- _OPDRACHTEISEN_: Schrijf de regels van de records letterlijk over. Begin bij het begin van de records en stop na de regel waarin "189L1075 224L1077 354L1117" staat.

[Opgeslagen datasetitems]
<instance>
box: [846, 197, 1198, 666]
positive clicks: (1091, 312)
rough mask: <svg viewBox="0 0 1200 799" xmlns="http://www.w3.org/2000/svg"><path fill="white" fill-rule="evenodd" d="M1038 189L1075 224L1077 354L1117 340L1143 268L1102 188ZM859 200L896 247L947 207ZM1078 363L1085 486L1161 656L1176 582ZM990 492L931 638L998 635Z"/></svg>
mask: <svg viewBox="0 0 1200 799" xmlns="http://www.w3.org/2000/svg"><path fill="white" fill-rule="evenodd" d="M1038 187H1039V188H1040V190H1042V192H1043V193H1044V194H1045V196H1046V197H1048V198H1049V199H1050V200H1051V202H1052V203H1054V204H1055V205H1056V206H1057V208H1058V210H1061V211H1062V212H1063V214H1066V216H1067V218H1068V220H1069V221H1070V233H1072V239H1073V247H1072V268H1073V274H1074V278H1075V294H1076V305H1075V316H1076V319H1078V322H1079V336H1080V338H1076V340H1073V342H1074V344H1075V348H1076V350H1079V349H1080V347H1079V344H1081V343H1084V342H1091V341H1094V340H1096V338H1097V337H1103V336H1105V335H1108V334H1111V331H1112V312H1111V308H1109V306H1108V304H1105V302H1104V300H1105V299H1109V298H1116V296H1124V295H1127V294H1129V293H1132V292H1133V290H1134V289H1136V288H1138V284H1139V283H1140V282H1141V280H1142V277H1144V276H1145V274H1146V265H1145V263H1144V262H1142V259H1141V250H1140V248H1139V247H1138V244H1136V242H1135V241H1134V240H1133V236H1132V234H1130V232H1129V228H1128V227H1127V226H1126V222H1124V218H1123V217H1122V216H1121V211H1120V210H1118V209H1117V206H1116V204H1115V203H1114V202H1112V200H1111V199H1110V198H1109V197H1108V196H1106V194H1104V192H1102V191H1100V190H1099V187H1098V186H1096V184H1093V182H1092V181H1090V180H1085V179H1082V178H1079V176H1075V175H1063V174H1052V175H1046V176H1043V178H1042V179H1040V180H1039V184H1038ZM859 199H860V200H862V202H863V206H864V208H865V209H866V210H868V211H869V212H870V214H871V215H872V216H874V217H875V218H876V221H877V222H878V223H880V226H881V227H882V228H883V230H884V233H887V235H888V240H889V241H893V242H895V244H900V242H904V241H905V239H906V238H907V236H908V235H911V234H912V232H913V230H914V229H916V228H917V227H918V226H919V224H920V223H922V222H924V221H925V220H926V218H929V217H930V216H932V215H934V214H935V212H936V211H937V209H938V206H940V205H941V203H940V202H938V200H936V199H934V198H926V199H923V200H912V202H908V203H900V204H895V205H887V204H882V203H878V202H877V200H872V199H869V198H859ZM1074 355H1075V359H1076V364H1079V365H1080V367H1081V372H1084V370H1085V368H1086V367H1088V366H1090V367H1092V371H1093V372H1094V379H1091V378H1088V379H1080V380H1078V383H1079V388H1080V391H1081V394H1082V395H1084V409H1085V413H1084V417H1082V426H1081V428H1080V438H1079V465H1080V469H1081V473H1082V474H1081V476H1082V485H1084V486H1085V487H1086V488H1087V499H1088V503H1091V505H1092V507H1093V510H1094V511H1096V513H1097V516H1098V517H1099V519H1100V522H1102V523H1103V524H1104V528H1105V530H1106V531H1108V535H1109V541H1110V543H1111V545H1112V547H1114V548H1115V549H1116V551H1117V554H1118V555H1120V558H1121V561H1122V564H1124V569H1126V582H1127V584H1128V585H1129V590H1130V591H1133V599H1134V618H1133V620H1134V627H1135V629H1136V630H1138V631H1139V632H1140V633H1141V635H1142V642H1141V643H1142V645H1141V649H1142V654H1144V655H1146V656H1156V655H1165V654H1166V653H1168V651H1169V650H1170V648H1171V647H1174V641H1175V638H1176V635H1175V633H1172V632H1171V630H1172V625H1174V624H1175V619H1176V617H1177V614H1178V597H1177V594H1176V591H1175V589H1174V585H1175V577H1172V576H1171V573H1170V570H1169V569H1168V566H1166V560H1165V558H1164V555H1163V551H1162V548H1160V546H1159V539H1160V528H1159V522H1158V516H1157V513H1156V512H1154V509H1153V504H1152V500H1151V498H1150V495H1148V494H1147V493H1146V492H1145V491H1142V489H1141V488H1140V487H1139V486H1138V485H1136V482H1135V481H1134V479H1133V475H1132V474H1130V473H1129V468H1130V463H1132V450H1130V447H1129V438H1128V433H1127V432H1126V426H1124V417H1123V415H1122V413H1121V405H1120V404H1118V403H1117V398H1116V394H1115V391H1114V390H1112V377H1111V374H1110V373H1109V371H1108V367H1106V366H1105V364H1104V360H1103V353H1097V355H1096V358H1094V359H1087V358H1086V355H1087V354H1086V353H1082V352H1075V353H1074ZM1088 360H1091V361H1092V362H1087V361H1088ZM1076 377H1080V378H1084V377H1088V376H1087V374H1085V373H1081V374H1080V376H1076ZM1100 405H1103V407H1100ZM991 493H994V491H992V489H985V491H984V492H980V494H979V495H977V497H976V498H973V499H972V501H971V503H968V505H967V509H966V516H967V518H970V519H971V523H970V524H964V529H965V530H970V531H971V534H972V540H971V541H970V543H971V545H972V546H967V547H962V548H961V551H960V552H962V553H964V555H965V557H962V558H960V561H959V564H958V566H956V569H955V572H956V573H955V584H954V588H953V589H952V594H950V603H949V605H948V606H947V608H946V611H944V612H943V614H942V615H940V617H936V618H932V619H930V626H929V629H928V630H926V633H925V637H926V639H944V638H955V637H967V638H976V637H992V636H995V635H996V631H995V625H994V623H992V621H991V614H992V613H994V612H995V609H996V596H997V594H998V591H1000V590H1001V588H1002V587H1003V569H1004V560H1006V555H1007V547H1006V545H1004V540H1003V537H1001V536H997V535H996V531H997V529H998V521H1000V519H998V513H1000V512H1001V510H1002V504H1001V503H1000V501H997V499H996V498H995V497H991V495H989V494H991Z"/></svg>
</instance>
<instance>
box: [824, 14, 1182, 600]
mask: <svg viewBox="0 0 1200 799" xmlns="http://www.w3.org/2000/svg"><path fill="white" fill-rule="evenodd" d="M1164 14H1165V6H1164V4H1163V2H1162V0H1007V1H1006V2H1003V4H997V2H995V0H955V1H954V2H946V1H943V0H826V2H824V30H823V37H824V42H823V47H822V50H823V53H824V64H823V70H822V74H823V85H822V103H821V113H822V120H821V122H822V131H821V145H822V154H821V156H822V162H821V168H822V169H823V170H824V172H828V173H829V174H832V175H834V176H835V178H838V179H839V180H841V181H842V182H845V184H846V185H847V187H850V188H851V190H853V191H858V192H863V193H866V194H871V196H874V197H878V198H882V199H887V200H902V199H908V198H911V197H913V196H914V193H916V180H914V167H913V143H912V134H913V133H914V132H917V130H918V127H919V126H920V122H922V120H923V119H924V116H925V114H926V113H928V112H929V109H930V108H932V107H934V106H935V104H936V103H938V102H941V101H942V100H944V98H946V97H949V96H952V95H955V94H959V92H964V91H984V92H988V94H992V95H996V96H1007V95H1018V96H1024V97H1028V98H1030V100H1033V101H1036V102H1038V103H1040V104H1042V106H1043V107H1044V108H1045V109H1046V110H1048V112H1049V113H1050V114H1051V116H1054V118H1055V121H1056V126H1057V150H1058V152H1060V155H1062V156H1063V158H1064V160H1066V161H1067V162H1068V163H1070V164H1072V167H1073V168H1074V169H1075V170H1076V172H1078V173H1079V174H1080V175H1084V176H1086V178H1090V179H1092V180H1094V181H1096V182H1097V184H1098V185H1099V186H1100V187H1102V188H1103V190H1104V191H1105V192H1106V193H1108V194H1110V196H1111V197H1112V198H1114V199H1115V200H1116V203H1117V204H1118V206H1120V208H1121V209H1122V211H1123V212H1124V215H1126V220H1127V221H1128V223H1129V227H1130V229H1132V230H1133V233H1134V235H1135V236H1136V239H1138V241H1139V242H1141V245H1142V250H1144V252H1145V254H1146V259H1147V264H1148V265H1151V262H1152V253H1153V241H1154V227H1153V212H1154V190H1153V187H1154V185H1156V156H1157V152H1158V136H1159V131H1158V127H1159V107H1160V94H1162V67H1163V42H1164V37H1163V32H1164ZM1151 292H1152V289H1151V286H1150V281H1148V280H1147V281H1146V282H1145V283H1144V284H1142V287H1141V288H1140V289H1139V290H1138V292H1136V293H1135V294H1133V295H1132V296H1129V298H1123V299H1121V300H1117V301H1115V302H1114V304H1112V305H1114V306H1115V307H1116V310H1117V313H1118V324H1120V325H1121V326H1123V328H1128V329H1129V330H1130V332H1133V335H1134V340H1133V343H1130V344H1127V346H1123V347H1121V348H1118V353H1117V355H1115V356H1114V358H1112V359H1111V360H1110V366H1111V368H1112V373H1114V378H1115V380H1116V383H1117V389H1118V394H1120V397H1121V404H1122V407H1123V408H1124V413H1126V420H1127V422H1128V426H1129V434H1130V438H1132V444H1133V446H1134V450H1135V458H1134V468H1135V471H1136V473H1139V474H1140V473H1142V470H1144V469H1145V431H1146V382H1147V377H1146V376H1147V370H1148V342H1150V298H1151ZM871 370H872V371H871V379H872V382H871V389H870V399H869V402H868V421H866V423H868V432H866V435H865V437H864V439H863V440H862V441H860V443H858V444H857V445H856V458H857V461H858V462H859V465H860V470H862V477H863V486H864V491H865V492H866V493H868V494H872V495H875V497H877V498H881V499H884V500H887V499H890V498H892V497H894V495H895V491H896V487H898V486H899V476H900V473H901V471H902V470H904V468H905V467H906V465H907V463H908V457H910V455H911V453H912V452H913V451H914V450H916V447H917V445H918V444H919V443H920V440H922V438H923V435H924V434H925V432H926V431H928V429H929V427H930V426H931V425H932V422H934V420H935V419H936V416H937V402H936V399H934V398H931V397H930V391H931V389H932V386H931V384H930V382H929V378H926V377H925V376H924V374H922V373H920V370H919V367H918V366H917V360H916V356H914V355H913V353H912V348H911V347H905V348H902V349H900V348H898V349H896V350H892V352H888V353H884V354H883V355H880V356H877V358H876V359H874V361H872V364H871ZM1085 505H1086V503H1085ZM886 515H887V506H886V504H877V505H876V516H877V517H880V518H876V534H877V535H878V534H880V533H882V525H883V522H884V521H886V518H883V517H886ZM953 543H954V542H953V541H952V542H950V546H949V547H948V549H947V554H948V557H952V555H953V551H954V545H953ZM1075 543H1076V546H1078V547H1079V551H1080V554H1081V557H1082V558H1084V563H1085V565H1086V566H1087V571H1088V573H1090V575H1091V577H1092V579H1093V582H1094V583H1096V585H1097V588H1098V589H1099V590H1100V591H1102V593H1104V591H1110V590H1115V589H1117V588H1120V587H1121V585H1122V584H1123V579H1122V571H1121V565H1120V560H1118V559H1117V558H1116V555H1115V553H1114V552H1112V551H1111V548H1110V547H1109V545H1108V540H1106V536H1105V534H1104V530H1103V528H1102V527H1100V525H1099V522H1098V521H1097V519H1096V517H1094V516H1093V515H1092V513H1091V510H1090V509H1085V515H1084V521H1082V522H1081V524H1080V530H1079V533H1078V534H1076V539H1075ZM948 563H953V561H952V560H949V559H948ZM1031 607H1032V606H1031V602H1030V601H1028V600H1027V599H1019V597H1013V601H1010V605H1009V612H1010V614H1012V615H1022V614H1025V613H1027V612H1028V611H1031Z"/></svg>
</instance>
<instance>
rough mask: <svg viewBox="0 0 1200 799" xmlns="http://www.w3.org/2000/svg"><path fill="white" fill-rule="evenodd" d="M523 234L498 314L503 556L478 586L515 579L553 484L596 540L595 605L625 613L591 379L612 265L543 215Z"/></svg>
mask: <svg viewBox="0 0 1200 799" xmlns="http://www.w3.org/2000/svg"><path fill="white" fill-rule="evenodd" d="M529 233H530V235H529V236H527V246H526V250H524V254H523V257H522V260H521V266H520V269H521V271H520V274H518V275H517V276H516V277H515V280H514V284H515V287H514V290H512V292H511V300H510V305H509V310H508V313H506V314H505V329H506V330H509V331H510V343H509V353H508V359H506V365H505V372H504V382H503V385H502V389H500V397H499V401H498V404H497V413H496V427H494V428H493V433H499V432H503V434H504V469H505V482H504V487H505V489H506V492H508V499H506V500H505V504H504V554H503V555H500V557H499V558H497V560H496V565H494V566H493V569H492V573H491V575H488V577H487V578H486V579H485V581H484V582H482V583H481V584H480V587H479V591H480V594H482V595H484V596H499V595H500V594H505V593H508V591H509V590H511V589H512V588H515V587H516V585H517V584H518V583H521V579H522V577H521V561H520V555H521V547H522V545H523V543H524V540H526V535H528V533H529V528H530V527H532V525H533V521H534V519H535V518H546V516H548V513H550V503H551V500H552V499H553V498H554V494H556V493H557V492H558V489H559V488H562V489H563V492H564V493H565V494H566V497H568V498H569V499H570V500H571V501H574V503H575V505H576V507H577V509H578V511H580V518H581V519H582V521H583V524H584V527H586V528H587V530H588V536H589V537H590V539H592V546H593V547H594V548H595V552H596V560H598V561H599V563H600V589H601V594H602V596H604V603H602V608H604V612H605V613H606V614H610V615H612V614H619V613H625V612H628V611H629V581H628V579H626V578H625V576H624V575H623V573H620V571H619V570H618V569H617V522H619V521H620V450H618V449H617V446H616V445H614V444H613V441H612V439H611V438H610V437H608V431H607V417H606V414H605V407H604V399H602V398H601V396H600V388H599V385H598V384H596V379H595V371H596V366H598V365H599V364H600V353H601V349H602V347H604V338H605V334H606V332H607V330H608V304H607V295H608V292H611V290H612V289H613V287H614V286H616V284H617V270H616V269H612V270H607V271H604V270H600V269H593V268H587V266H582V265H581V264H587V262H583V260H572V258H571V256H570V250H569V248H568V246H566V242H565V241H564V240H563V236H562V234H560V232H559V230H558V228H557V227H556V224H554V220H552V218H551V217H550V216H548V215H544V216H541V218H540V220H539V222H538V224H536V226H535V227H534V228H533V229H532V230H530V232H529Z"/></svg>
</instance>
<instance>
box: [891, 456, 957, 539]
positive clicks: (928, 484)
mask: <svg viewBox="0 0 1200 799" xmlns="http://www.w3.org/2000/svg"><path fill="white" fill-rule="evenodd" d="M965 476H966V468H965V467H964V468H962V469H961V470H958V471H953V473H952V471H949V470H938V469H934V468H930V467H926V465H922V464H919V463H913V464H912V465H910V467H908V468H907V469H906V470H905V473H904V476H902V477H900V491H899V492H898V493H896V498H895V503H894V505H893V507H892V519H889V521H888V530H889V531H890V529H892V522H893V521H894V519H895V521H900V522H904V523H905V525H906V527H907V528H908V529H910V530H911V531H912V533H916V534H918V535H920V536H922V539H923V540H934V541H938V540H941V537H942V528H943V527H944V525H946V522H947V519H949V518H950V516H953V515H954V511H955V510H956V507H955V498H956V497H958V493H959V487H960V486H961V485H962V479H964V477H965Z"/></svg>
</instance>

- _OPLOSSING OPDRACHT_:
<instance>
box: [846, 197, 1198, 666]
positive clicks: (1091, 312)
rough mask: <svg viewBox="0 0 1200 799" xmlns="http://www.w3.org/2000/svg"><path fill="white" fill-rule="evenodd" d="M1038 189L1075 224L1077 354L1117 340L1143 268L1102 188ZM859 200L896 247L947 207ZM1078 363L1085 486L1161 656L1176 582ZM990 492L931 638L998 635Z"/></svg>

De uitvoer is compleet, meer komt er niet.